▶ [Assigned task]: In the records below, which lines include "mountain"? Copy them.

▶ [Listed records]:
◇ ◇ ◇ ◇ ◇ ◇ ◇
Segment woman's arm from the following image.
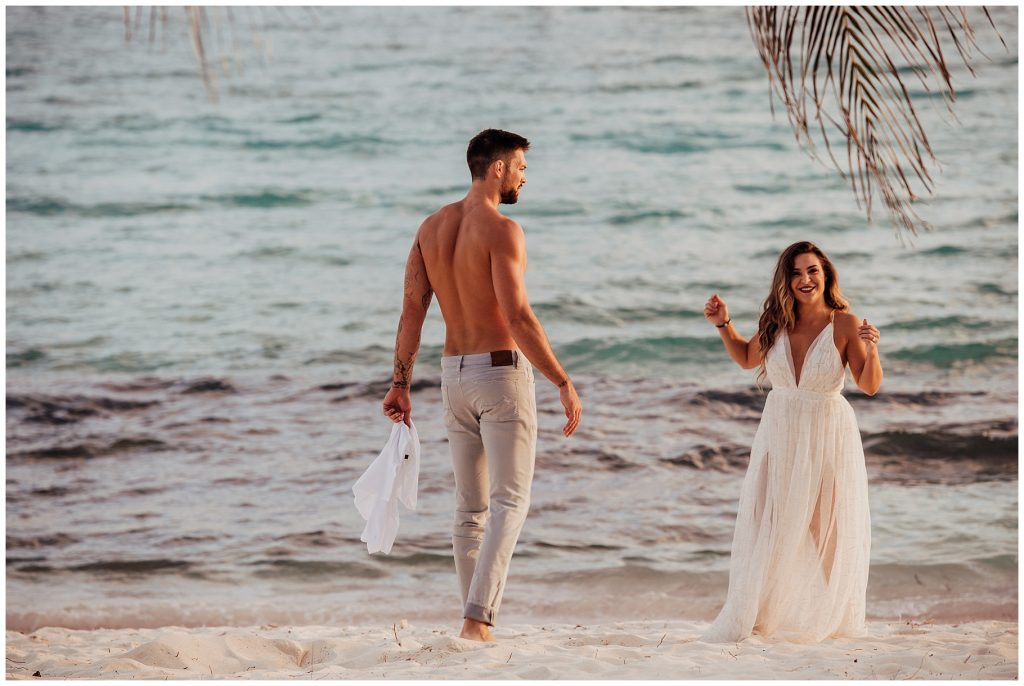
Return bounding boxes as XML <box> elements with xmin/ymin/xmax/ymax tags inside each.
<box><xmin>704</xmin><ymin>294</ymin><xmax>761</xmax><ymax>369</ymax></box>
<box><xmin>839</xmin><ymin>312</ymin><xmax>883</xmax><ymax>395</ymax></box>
◇ ◇ ◇ ◇ ◇ ◇ ◇
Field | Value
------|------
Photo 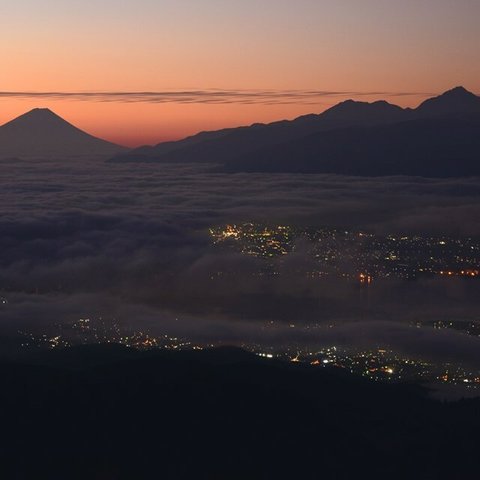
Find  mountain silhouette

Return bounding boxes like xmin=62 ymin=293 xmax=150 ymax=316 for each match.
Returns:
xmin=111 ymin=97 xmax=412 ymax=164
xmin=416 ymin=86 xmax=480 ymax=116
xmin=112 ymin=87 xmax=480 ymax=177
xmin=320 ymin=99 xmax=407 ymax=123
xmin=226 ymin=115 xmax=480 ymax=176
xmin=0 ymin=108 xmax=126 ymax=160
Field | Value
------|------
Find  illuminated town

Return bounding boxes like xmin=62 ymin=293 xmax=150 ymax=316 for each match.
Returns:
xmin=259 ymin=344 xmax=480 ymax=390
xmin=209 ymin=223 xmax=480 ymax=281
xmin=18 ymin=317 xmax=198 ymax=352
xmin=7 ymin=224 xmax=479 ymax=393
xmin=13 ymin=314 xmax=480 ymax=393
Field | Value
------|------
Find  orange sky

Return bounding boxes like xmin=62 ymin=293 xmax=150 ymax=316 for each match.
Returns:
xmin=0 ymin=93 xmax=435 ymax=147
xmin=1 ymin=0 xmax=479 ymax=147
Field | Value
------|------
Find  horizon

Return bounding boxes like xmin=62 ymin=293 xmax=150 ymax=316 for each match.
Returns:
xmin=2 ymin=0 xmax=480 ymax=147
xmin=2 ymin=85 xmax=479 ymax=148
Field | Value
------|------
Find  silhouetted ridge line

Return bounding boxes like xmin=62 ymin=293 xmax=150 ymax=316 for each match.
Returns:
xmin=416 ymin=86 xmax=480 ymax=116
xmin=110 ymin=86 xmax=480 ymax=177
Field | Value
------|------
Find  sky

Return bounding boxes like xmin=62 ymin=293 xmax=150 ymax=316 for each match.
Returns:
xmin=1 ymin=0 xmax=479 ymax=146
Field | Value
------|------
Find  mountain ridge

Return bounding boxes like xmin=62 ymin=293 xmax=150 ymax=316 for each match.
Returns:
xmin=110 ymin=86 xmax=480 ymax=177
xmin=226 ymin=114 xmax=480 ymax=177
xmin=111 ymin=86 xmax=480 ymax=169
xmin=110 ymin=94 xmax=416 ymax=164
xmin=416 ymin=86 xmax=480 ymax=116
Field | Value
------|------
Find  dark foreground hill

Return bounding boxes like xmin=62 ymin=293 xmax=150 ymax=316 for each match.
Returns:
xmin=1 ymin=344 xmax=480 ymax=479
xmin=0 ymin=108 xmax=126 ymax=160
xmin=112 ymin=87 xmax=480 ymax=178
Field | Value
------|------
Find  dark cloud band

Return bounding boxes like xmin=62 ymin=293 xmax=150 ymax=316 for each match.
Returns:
◇ ◇ ◇ ◇ ◇ ◇ ◇
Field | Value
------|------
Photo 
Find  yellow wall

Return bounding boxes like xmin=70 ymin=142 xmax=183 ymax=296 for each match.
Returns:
◇ ◇ ◇ ◇ ◇ ◇ ◇
▶ [Response area]:
Find  mountain silhouette
Find  mountain ridge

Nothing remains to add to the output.